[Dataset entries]
^^^^^^^^

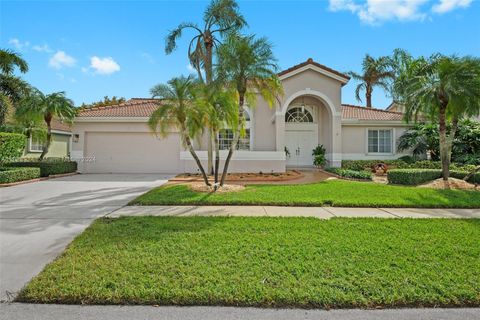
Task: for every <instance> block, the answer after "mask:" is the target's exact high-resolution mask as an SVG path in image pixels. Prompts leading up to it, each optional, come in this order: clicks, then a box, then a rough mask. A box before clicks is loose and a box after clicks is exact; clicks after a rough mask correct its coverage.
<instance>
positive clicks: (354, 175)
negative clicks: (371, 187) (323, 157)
mask: <svg viewBox="0 0 480 320" xmlns="http://www.w3.org/2000/svg"><path fill="white" fill-rule="evenodd" d="M325 170H326V171H328V172H331V173H334V174H336V175H339V176H341V177H344V178H350V179H359V180H372V173H371V172H369V171H355V170H349V169H341V168H326V169H325Z"/></svg>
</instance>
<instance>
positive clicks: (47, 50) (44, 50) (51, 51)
mask: <svg viewBox="0 0 480 320" xmlns="http://www.w3.org/2000/svg"><path fill="white" fill-rule="evenodd" d="M32 49H33V50H35V51H38V52H47V53H50V52H53V50H52V49H50V47H49V46H48V45H46V44H44V45H43V46H39V45H36V46H33V47H32Z"/></svg>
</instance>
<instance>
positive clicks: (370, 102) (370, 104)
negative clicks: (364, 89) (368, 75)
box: [365, 85, 372, 108]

^^^^^^^^

Could you output all the entries above exactly as written, leaving out the pictures?

● Result for this exercise:
Task: for every <instance> block, the answer after "mask:" is the target's exact high-resolution mask as an SVG path in image pixels. Prompts leading up to it, each optional, come in this order: clicks, then a box, then a rough mask. A box before clicks is loose and a box after clicks is exact; clicks after a rough mask correct its coverage.
<instance>
positive clicks: (354, 175)
negative clicks: (371, 187) (323, 157)
mask: <svg viewBox="0 0 480 320" xmlns="http://www.w3.org/2000/svg"><path fill="white" fill-rule="evenodd" d="M325 170H326V171H328V172H331V173H334V174H336V175H339V176H341V177H344V178H350V179H359V180H372V173H371V172H369V171H355V170H349V169H341V168H326V169H325Z"/></svg>
</instance>
<instance>
positive clicks: (47, 50) (44, 50) (51, 51)
mask: <svg viewBox="0 0 480 320" xmlns="http://www.w3.org/2000/svg"><path fill="white" fill-rule="evenodd" d="M32 49H33V50H35V51H38V52H47V53H50V52H53V50H52V49H50V47H49V46H48V45H46V44H44V45H43V46H39V45H36V46H33V47H32Z"/></svg>
</instance>
<instance>
positive clicks: (370, 102) (370, 104)
negative clicks: (364, 89) (368, 75)
box: [365, 85, 372, 108]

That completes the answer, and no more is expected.